- PROBLEM REQUIREMENTS
The answer should consist of each line from the data below that includes "railing".

[Records contained in a dataset]

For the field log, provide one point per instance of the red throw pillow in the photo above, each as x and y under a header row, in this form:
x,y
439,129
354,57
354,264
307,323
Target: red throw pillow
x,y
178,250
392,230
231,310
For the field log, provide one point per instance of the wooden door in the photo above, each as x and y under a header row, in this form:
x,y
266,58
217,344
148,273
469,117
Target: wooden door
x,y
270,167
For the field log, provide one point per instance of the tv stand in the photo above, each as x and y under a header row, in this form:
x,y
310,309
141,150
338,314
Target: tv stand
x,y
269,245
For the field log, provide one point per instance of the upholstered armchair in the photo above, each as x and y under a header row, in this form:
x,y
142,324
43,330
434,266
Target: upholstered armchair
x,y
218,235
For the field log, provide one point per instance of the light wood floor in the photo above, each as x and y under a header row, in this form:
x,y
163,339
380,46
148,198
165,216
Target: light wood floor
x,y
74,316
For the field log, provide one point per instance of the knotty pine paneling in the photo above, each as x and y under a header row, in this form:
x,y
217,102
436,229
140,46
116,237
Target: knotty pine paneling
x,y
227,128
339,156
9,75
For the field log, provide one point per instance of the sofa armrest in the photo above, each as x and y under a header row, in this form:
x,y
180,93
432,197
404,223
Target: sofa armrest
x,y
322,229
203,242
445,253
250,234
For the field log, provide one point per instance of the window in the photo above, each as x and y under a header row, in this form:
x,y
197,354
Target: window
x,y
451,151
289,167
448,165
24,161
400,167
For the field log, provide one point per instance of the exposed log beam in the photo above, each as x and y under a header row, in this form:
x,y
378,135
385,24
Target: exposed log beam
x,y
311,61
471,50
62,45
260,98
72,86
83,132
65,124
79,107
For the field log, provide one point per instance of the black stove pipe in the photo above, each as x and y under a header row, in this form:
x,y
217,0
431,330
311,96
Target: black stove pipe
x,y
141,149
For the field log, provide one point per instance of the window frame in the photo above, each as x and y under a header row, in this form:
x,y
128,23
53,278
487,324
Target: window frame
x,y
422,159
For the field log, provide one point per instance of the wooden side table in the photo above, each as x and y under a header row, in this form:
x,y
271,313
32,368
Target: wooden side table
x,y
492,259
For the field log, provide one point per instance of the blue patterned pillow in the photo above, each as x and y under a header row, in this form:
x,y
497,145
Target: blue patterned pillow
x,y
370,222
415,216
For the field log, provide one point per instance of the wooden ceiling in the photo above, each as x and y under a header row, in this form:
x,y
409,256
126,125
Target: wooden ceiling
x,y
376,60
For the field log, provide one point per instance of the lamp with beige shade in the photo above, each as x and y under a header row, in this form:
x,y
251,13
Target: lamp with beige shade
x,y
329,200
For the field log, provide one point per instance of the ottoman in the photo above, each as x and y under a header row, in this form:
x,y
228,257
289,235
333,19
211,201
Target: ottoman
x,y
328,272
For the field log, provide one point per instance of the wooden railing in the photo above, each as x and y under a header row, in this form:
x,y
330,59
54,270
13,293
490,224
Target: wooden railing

- ANSWER FOR THIS EXERCISE
For the field log, provide one point per instance of the wooden railing in the photo above, each as x and y under a header row, in this form:
Target: wooden railing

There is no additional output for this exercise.